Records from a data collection
──────────────────────────────

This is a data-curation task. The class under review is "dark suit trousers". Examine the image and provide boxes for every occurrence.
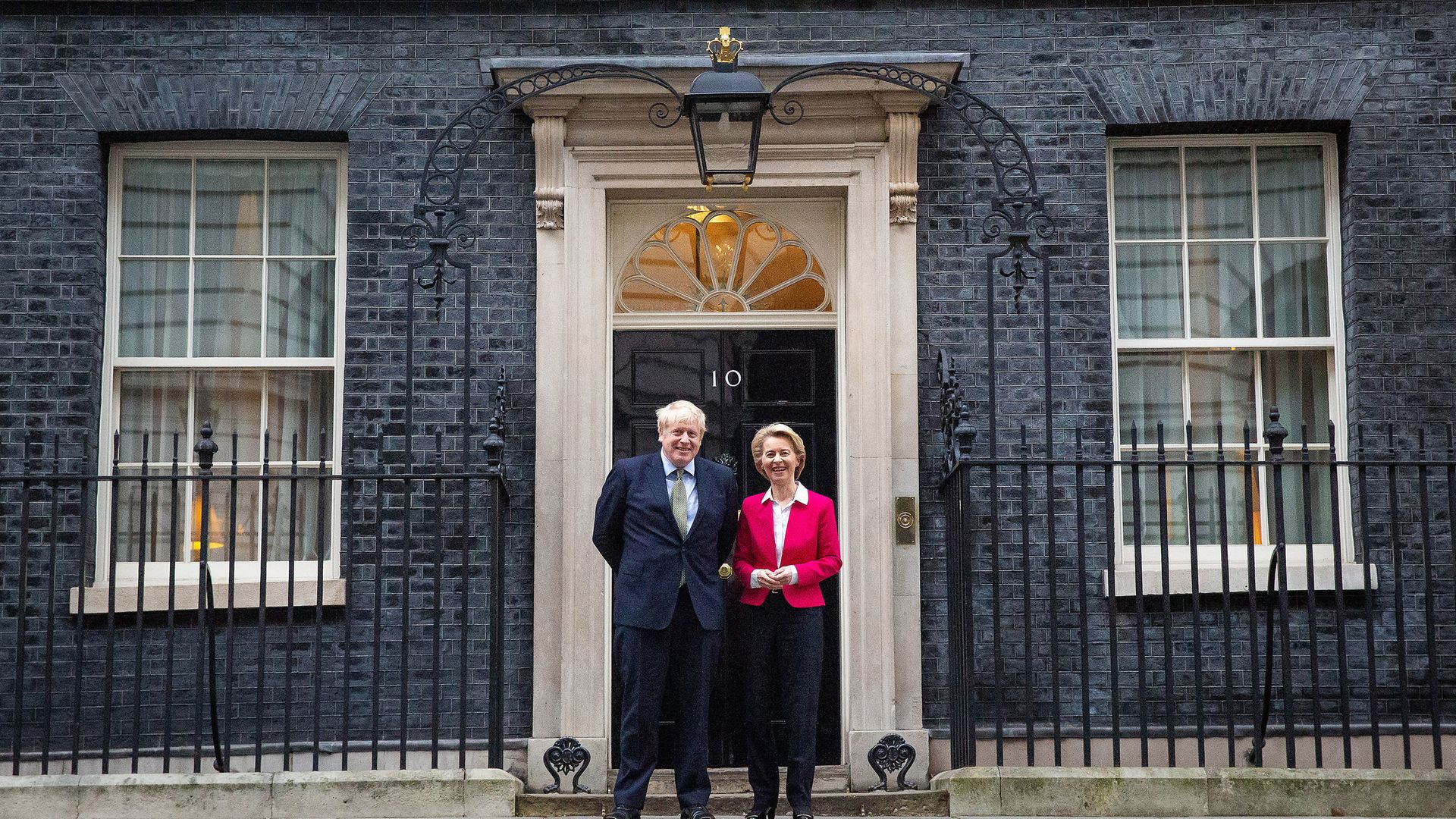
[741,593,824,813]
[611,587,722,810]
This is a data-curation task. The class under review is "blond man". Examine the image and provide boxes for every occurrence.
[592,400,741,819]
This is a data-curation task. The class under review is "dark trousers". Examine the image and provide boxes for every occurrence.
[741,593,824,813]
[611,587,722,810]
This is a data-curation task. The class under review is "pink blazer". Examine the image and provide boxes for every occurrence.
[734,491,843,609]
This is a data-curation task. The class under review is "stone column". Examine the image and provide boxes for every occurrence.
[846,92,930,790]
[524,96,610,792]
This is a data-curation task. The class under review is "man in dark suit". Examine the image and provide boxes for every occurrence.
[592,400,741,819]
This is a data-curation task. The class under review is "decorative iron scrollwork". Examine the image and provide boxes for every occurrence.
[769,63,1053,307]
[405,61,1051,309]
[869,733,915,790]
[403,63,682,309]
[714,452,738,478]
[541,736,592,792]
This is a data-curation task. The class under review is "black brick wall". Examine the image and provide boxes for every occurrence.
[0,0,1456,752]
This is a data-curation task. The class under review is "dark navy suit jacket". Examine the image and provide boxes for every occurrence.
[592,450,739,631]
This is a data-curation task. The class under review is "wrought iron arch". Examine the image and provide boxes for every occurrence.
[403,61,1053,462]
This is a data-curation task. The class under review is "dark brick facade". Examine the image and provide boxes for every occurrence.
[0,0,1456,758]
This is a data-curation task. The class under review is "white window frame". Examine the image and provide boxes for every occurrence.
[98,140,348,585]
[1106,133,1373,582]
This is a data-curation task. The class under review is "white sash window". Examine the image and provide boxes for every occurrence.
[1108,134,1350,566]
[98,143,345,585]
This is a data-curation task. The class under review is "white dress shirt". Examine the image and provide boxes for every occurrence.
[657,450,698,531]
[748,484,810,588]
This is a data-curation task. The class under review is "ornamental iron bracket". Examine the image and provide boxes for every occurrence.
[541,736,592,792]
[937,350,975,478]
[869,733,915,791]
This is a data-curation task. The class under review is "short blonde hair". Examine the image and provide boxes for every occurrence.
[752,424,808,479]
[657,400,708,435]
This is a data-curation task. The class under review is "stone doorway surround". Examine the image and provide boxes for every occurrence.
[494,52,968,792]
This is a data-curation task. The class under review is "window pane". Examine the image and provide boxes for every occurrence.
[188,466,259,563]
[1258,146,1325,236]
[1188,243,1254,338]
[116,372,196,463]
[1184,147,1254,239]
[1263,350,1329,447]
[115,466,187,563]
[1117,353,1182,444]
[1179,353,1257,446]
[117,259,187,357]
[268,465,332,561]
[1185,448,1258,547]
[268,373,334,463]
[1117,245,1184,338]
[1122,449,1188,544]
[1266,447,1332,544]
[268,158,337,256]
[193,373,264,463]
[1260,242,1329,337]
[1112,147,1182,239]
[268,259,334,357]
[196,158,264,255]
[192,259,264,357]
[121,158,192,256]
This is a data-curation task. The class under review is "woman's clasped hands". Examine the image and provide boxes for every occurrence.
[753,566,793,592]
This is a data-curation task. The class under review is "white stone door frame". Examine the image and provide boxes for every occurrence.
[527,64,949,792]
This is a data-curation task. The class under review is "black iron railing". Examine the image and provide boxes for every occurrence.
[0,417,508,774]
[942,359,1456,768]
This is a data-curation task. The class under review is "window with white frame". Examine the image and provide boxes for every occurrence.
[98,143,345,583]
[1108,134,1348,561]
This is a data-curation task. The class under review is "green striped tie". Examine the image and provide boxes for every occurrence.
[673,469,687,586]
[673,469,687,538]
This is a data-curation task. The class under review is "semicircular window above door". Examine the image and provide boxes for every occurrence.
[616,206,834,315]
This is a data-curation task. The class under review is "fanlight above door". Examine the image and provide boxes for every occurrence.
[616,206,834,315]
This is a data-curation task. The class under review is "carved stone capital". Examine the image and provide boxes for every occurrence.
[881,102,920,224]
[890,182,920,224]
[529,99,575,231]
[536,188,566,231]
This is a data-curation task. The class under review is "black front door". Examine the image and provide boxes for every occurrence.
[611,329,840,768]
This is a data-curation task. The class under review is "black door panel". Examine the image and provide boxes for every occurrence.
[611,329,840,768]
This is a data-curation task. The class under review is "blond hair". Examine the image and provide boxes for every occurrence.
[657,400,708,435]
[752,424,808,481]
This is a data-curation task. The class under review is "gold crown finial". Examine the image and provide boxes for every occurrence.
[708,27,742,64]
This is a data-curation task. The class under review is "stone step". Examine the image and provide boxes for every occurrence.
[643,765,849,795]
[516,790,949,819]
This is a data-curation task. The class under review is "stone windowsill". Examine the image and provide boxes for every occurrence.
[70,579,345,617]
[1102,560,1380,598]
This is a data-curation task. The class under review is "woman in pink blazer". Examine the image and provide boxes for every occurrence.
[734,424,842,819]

──────────────────────────────

§ The request
Collect every line from the records above that contains the string "woman". Treat uppercase and lowercase as different.

§ Task output
This is a data-curation task. The class under review is "woman's clasped hands". Examine the image and provide boxes for every occurrence.
This is a data-curation task. The class under review is "woman in pink blazer". Examine the image and provide boxes for every occurrence.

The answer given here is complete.